+++ Entries

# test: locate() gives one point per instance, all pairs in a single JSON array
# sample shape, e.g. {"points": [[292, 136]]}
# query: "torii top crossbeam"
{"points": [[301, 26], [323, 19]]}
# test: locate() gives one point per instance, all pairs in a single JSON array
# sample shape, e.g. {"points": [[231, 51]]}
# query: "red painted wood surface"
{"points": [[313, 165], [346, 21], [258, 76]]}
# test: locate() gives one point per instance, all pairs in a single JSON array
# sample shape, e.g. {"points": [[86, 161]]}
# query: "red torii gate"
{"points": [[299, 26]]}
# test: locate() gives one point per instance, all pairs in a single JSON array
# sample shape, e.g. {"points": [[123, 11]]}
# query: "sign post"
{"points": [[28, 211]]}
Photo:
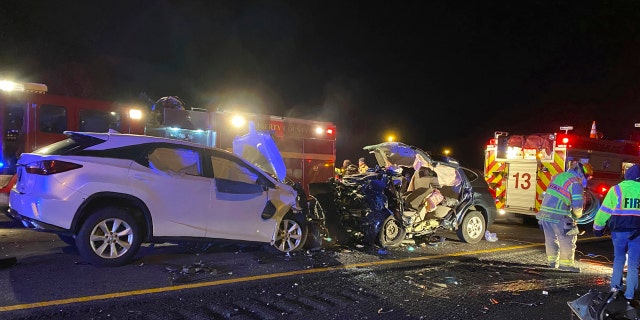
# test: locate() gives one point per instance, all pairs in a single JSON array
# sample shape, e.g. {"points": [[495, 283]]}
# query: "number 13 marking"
{"points": [[523, 181]]}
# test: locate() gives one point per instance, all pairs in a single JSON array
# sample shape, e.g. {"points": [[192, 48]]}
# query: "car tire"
{"points": [[392, 233], [472, 228], [96, 240], [317, 230], [68, 240], [291, 234]]}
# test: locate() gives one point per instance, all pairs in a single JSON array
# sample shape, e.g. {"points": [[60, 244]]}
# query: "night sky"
{"points": [[439, 74]]}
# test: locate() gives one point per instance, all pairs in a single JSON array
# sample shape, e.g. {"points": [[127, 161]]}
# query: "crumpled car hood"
{"points": [[259, 148], [396, 153]]}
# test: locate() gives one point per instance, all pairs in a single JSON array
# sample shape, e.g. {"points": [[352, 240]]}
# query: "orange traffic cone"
{"points": [[593, 134]]}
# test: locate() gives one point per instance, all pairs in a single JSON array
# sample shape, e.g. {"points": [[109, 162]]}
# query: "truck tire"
{"points": [[472, 228], [109, 237]]}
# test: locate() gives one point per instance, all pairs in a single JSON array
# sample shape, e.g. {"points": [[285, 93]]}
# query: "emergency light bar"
{"points": [[23, 86], [566, 129]]}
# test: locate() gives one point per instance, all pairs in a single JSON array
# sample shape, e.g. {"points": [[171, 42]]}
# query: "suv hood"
{"points": [[259, 148], [396, 153]]}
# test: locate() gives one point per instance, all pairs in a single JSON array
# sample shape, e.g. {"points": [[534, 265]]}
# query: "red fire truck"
{"points": [[31, 118], [518, 168]]}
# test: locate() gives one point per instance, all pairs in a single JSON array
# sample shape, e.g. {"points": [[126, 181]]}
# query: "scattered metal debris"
{"points": [[8, 262], [189, 273]]}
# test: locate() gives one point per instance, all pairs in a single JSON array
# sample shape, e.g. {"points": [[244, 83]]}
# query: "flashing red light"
{"points": [[602, 189]]}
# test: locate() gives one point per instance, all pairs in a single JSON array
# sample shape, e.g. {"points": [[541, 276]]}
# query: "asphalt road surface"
{"points": [[438, 279]]}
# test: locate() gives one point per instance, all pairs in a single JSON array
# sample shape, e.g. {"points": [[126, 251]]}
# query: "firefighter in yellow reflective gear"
{"points": [[620, 212], [561, 205], [362, 166]]}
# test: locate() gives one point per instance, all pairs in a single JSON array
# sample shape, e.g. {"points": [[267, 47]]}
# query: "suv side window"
{"points": [[230, 170], [175, 161]]}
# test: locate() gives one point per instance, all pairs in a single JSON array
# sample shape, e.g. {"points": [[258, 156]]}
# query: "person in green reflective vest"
{"points": [[561, 207], [620, 213]]}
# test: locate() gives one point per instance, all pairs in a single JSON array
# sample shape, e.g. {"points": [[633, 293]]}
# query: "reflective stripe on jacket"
{"points": [[563, 193], [620, 208]]}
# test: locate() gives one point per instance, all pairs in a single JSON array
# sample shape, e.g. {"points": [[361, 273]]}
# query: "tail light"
{"points": [[47, 167], [601, 189]]}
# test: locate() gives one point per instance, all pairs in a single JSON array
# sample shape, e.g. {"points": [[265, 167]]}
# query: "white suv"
{"points": [[107, 193]]}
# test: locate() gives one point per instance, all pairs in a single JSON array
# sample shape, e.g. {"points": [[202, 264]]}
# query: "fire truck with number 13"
{"points": [[518, 168]]}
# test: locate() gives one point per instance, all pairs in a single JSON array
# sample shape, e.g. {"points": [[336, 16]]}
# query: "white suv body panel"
{"points": [[180, 205]]}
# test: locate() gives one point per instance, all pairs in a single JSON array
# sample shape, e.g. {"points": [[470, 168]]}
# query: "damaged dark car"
{"points": [[409, 194]]}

++++++

Requirement:
Gather every line of the listing that contains the word "reflective", and copy each line in full.

Exercise solution:
# query: "firefighter in yellow reflective gear"
# query: "person in green reflective vest"
# query: "reflective stripe on jacket"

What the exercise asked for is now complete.